• _Work to be completed_
Can you rescale the point coordinates in the answers of the listing, starting at the line containing "Target: boy in black hooded puffer jacket" and ending at the listing's last line, both included? Rewrite only those lines, requests too, with each coordinate multiplied by 0.7 and rounded to a whole number, halves rounding up.

• _Records provided_
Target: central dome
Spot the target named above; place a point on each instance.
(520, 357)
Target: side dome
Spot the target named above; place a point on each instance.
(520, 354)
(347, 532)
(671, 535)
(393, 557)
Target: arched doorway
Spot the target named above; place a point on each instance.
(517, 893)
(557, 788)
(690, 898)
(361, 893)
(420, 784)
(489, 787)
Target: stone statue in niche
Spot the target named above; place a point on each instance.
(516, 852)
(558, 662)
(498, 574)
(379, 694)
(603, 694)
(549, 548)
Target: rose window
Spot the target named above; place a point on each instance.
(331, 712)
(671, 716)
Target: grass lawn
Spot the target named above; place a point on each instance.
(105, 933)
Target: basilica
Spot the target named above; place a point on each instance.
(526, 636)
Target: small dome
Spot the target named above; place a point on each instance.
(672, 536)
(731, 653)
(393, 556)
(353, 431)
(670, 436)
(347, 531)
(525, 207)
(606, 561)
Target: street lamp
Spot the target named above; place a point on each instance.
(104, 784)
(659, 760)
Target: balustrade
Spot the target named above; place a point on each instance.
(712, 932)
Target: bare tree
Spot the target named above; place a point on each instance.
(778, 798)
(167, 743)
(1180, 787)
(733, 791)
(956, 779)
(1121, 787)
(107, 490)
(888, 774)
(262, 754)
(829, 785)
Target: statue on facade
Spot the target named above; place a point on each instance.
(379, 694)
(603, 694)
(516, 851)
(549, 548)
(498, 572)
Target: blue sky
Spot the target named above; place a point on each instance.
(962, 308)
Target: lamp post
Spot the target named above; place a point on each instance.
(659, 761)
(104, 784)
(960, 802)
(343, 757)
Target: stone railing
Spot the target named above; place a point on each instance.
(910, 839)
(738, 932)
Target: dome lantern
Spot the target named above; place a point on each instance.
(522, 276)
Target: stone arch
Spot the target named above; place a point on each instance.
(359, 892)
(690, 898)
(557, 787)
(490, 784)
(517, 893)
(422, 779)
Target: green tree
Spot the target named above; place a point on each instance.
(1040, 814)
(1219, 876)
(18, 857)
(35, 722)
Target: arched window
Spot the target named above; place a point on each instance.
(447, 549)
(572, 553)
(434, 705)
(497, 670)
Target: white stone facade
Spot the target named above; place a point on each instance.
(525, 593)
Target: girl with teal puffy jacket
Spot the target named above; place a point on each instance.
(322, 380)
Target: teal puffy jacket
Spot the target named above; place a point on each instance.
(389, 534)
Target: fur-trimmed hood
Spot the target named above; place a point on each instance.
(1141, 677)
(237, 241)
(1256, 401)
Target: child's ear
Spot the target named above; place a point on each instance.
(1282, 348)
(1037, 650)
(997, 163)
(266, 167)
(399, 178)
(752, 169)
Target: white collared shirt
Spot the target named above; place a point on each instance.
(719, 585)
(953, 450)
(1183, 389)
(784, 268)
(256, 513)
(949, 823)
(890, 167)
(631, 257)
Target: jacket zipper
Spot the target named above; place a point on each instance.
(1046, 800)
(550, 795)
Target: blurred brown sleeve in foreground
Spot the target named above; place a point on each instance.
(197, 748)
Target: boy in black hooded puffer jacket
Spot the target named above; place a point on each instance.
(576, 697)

• _Solution_
Target: boy in black hooded puffer jacket
Spot the target named above; place a point on each instance.
(403, 488)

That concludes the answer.